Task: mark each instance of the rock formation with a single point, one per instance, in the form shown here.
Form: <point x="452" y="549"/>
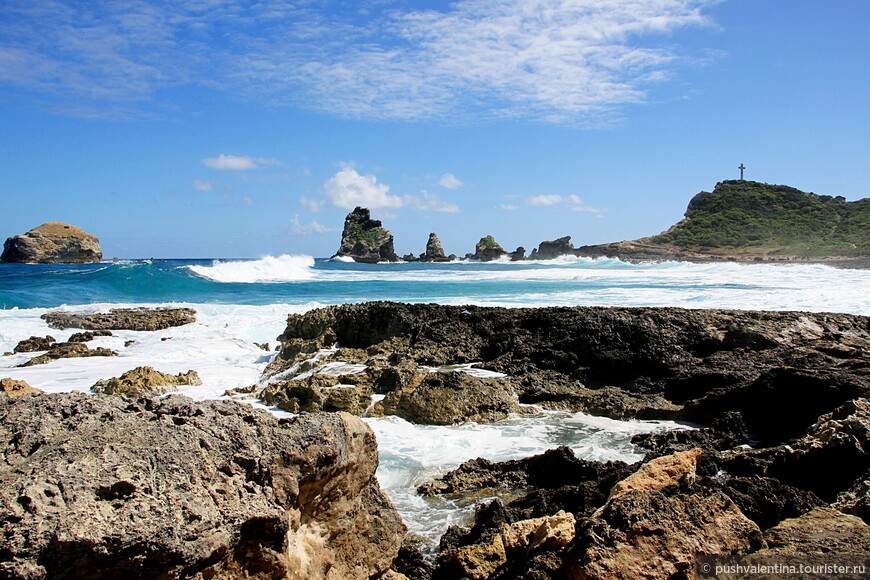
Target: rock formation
<point x="145" y="380"/>
<point x="123" y="319"/>
<point x="105" y="487"/>
<point x="365" y="239"/>
<point x="53" y="243"/>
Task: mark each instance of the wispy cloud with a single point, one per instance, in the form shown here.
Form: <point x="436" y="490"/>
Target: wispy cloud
<point x="569" y="202"/>
<point x="312" y="227"/>
<point x="237" y="162"/>
<point x="553" y="60"/>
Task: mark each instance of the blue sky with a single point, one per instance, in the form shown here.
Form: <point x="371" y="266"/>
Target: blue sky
<point x="237" y="128"/>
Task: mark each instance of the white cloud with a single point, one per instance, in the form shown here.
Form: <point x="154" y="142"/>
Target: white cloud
<point x="348" y="189"/>
<point x="569" y="202"/>
<point x="554" y="60"/>
<point x="449" y="181"/>
<point x="237" y="162"/>
<point x="310" y="228"/>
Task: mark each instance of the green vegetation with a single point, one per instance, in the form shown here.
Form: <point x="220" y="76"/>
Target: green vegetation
<point x="752" y="217"/>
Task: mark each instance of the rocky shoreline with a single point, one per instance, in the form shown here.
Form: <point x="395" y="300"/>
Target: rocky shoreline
<point x="221" y="490"/>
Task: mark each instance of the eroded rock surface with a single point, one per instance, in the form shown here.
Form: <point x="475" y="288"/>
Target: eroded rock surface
<point x="53" y="243"/>
<point x="123" y="319"/>
<point x="105" y="487"/>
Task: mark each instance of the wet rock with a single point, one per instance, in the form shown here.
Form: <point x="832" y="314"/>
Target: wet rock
<point x="35" y="344"/>
<point x="123" y="319"/>
<point x="317" y="393"/>
<point x="106" y="487"/>
<point x="365" y="239"/>
<point x="446" y="398"/>
<point x="823" y="530"/>
<point x="145" y="380"/>
<point x="53" y="243"/>
<point x="68" y="350"/>
<point x="657" y="534"/>
<point x="15" y="388"/>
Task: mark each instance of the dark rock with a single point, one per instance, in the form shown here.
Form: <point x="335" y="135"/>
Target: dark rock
<point x="365" y="239"/>
<point x="35" y="344"/>
<point x="53" y="243"/>
<point x="123" y="319"/>
<point x="106" y="487"/>
<point x="68" y="350"/>
<point x="145" y="380"/>
<point x="487" y="249"/>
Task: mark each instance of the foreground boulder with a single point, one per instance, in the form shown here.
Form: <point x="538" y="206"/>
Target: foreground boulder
<point x="145" y="380"/>
<point x="122" y="319"/>
<point x="53" y="243"/>
<point x="365" y="239"/>
<point x="105" y="487"/>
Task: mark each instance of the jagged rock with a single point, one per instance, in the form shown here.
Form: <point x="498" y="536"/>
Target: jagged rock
<point x="365" y="239"/>
<point x="317" y="393"/>
<point x="445" y="398"/>
<point x="89" y="335"/>
<point x="776" y="369"/>
<point x="105" y="487"/>
<point x="15" y="388"/>
<point x="487" y="249"/>
<point x="434" y="252"/>
<point x="53" y="243"/>
<point x="823" y="530"/>
<point x="35" y="344"/>
<point x="657" y="534"/>
<point x="123" y="319"/>
<point x="145" y="380"/>
<point x="553" y="249"/>
<point x="68" y="350"/>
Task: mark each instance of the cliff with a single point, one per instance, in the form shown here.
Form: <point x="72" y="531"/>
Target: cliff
<point x="53" y="243"/>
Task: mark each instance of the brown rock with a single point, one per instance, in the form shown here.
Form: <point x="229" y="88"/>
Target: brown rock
<point x="15" y="388"/>
<point x="53" y="243"/>
<point x="144" y="380"/>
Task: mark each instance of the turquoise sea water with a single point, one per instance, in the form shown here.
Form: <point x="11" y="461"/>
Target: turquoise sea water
<point x="240" y="302"/>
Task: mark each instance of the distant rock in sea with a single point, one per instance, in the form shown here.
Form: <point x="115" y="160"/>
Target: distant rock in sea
<point x="53" y="243"/>
<point x="365" y="239"/>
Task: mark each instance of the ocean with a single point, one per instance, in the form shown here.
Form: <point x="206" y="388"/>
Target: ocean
<point x="242" y="302"/>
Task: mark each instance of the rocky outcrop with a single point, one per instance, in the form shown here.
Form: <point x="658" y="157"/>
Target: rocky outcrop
<point x="68" y="350"/>
<point x="434" y="252"/>
<point x="123" y="319"/>
<point x="145" y="380"/>
<point x="553" y="249"/>
<point x="105" y="487"/>
<point x="15" y="388"/>
<point x="53" y="243"/>
<point x="777" y="370"/>
<point x="487" y="249"/>
<point x="365" y="239"/>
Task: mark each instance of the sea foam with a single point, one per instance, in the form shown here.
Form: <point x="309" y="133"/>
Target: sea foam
<point x="284" y="268"/>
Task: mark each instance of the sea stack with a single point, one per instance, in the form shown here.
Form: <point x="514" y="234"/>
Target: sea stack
<point x="365" y="239"/>
<point x="53" y="243"/>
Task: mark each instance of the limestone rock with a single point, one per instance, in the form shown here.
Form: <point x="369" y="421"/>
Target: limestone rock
<point x="445" y="398"/>
<point x="15" y="388"/>
<point x="434" y="252"/>
<point x="123" y="319"/>
<point x="53" y="243"/>
<point x="105" y="487"/>
<point x="68" y="350"/>
<point x="487" y="249"/>
<point x="365" y="239"/>
<point x="35" y="344"/>
<point x="651" y="534"/>
<point x="145" y="380"/>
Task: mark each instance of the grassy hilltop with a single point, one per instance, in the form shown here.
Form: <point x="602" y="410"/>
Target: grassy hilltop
<point x="748" y="217"/>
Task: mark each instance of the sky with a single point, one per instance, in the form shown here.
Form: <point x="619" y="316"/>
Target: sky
<point x="246" y="128"/>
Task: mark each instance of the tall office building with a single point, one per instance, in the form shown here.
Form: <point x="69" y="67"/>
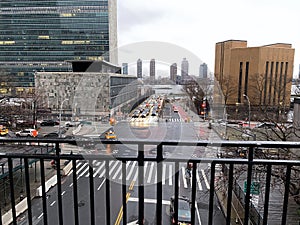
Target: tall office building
<point x="263" y="73"/>
<point x="125" y="68"/>
<point x="43" y="35"/>
<point x="139" y="68"/>
<point x="203" y="71"/>
<point x="152" y="69"/>
<point x="184" y="69"/>
<point x="173" y="72"/>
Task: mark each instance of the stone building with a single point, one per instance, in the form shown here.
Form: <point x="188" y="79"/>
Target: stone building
<point x="262" y="73"/>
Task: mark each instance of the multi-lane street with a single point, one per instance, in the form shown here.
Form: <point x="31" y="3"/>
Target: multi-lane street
<point x="169" y="127"/>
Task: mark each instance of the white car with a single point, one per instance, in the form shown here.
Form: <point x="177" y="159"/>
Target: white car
<point x="27" y="133"/>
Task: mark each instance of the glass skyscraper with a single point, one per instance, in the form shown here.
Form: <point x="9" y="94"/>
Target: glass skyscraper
<point x="43" y="35"/>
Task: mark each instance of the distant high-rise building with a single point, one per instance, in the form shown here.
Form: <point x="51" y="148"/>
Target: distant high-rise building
<point x="184" y="69"/>
<point x="152" y="69"/>
<point x="125" y="68"/>
<point x="262" y="73"/>
<point x="173" y="72"/>
<point x="203" y="70"/>
<point x="139" y="68"/>
<point x="44" y="35"/>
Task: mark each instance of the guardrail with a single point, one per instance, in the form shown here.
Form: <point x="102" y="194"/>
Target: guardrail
<point x="159" y="159"/>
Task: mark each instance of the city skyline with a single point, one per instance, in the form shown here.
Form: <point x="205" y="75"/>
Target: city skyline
<point x="136" y="23"/>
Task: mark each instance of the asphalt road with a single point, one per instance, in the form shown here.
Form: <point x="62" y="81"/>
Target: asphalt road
<point x="171" y="127"/>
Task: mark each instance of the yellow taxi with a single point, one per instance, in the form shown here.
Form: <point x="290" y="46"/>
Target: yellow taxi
<point x="3" y="131"/>
<point x="110" y="135"/>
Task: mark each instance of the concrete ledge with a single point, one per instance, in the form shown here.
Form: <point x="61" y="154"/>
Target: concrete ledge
<point x="50" y="183"/>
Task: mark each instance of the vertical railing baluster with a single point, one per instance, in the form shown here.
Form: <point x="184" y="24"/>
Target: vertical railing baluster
<point x="193" y="180"/>
<point x="286" y="194"/>
<point x="267" y="194"/>
<point x="229" y="198"/>
<point x="211" y="193"/>
<point x="44" y="194"/>
<point x="176" y="192"/>
<point x="159" y="160"/>
<point x="27" y="181"/>
<point x="12" y="190"/>
<point x="248" y="186"/>
<point x="59" y="190"/>
<point x="141" y="182"/>
<point x="92" y="194"/>
<point x="124" y="192"/>
<point x="107" y="192"/>
<point x="75" y="192"/>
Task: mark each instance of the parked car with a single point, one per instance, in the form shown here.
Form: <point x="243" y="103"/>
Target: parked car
<point x="54" y="135"/>
<point x="3" y="130"/>
<point x="184" y="210"/>
<point x="27" y="133"/>
<point x="110" y="135"/>
<point x="49" y="123"/>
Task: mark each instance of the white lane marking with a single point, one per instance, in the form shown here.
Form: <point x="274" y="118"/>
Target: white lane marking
<point x="86" y="170"/>
<point x="136" y="174"/>
<point x="53" y="203"/>
<point x="127" y="164"/>
<point x="205" y="179"/>
<point x="99" y="168"/>
<point x="199" y="181"/>
<point x="117" y="172"/>
<point x="149" y="200"/>
<point x="183" y="177"/>
<point x="198" y="214"/>
<point x="81" y="168"/>
<point x="150" y="172"/>
<point x="101" y="184"/>
<point x="102" y="174"/>
<point x="170" y="175"/>
<point x="131" y="170"/>
<point x="145" y="168"/>
<point x="113" y="167"/>
<point x="78" y="164"/>
<point x="164" y="174"/>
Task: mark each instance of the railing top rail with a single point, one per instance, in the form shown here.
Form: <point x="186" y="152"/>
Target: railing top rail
<point x="216" y="143"/>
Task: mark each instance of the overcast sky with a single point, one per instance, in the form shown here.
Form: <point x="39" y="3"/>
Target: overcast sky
<point x="197" y="25"/>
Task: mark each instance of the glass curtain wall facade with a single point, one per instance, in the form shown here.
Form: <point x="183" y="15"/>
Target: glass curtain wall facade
<point x="42" y="35"/>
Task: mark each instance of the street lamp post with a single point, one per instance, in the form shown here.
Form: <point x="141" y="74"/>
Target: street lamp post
<point x="249" y="108"/>
<point x="59" y="126"/>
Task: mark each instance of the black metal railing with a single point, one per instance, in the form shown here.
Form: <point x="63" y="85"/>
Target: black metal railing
<point x="158" y="158"/>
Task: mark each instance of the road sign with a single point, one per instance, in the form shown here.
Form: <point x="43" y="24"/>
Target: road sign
<point x="254" y="187"/>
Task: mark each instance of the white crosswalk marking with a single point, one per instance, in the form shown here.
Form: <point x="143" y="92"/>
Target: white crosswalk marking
<point x="99" y="168"/>
<point x="183" y="176"/>
<point x="164" y="174"/>
<point x="127" y="164"/>
<point x="170" y="175"/>
<point x="199" y="181"/>
<point x="150" y="172"/>
<point x="132" y="168"/>
<point x="103" y="172"/>
<point x="205" y="179"/>
<point x="117" y="172"/>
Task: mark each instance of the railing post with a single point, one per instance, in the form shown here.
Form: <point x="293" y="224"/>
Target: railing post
<point x="159" y="159"/>
<point x="59" y="190"/>
<point x="141" y="182"/>
<point x="248" y="187"/>
<point x="12" y="190"/>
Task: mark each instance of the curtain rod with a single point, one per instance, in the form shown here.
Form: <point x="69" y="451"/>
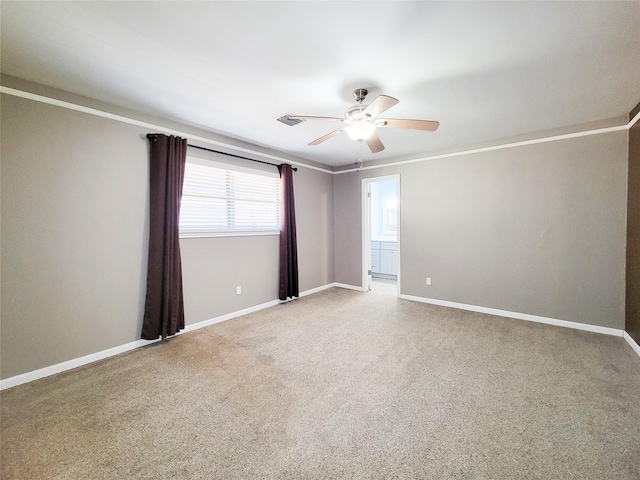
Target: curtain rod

+ + + +

Pictures excluded, repeat exactly the lines from the top of the material through the line with "Task: mark each instance of the white cloud", including both of those lines.

_WRITTEN ANSWER_
Task: mark each instance of the rock formation with a single point, one per instance, in the form shown here.
Form: <point x="452" y="549"/>
Target: rock formation
<point x="145" y="380"/>
<point x="123" y="319"/>
<point x="105" y="487"/>
<point x="365" y="239"/>
<point x="53" y="243"/>
Task: mark each instance of the wispy cloud with a single point, one per instance, in the form shown here.
Form: <point x="436" y="490"/>
Target: wispy cloud
<point x="569" y="202"/>
<point x="312" y="227"/>
<point x="237" y="162"/>
<point x="553" y="60"/>
Task: mark each instance of the blue sky with a single point, one per instance, in the form shown here.
Form: <point x="371" y="266"/>
Target: blue sky
<point x="237" y="128"/>
Task: mark each instance of the white cloud with a single point, one per instance, in the form shown here.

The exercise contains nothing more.